___ PASSAGE FOR REVIEW ___

Pump.fun launched Charity Coins on April 30, 2026 with Donate.gg. Within 72 hours, search results on the platform showed at least nine separate tokens trading on the St. Jude name and red-and-white logo, almost all deployed in the prior three days, none with apparent consent from the charity.
I got the email on Friday morning, May 1. A senior leader at Feed the Children, our exclusive national hunger-relief partner, asked if I knew anything about a Pump fun account using Feed the Children's name and logo. Their social media director had flagged it. The account, "Feed The Children Pump Fund," had no connection to our partnership and no consent from Feed the Children to use their branding.
I confirmed WYDE wasn't affiliated. Within a day, the X account had been suspended. The token contract is still on-chain.
That email is what triggered the broader scan. The nine St. Jude impersonator tokens above were what I found first, all deployed within the same 72-hour window after Pump.fun's Charity Coins launch.
If a senior leader at one of the largest hunger-relief organizations in the country is sending Friday-morning emails about an unauthorized token using her charity's name, every nonprofit CEO reading this should assume similar exposure exists for their own organization.
Pumpfun's launch model lets any anonymous wallet deploy a token in seconds with arbitrary metadata, including any name, ticker, and logo. There is no pre-deployment consent check. By the time a charity learns its name has been used, the token is trading and donors are buying.
Monitoring is solvable. Most nonprofits just don't have anyone assigned to it.
How to check if your charity's name is on Pumpfun
Five surfaces, weekly minimum, daily for high-recognition national charities. None require a crypto background.
Pumpfun search. Open Pumpfun and search your charity's name, abbreviations, ticker variants, and likely shortened forms. The St. Jude case surfaced nine variants in one session under "STJUDE," "St. Jude," "SJ," and "ST Judes Children's Hospital."
Donate(dot)gg leaderboard. The verified Charity Coins page shows tokens routing through the verified pipeline. Absence from the verified list does not mean no exposure. Unverified tokens deploy on the same surface.
X account search. Search your charity's name plus "pump," "coin," "token," "$" plus your ticker. Look for accounts copying your logo and bio.
Solana block explorer. Solscan and SolanaFM let you search by token metadata. This catches tokens delisted from Pump.fun's front end but still trading through other interfaces.

___

- [EXERCISE TASKS]
1. Answer these questions about the article on charity-name tokens:
(a) On what date did Pump.fun launch Charity Coins?
(b) What was the name of the account that used Feed the Children's name and logo?
(c) Which two Solana block explorers does the article name?
2. Reproduce the article on charity-name tokens word for word from "X account search." to "through other interfaces.".

___ MATERIAL SHOWN ___

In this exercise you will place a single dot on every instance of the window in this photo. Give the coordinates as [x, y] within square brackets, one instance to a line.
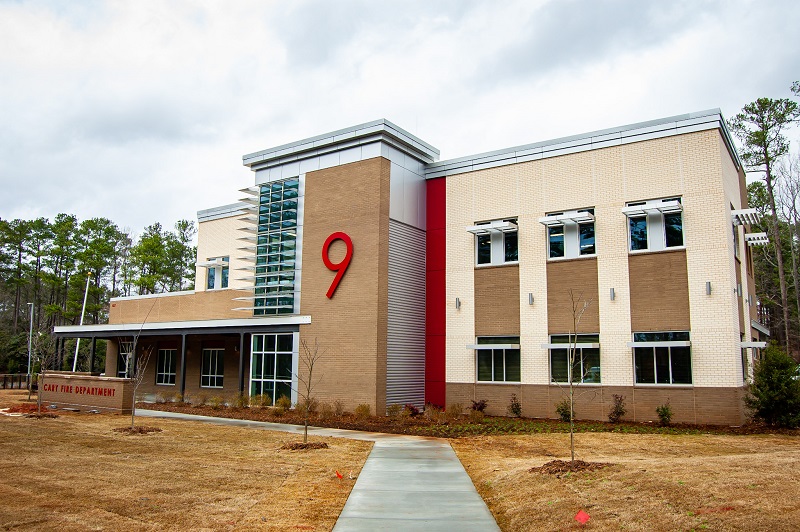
[499, 360]
[654, 225]
[495, 242]
[586, 366]
[165, 366]
[124, 359]
[276, 246]
[570, 234]
[271, 365]
[217, 276]
[665, 358]
[213, 369]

___

- [ANSWERS PER TASK]
1.
(a) April 30, 2026
(b) "Feed The Children Pump Fund"
(c) Solscan and SolanaFM

2.
X account search. Search your charity's name plus "pump," "coin," "token," "$" plus your ticker. Look for accounts copying your logo and bio.
Solana block explorer. Solscan and SolanaFM let you search by token metadata. This catches tokens delisted from Pump.fun's front end but still trading through other interfaces.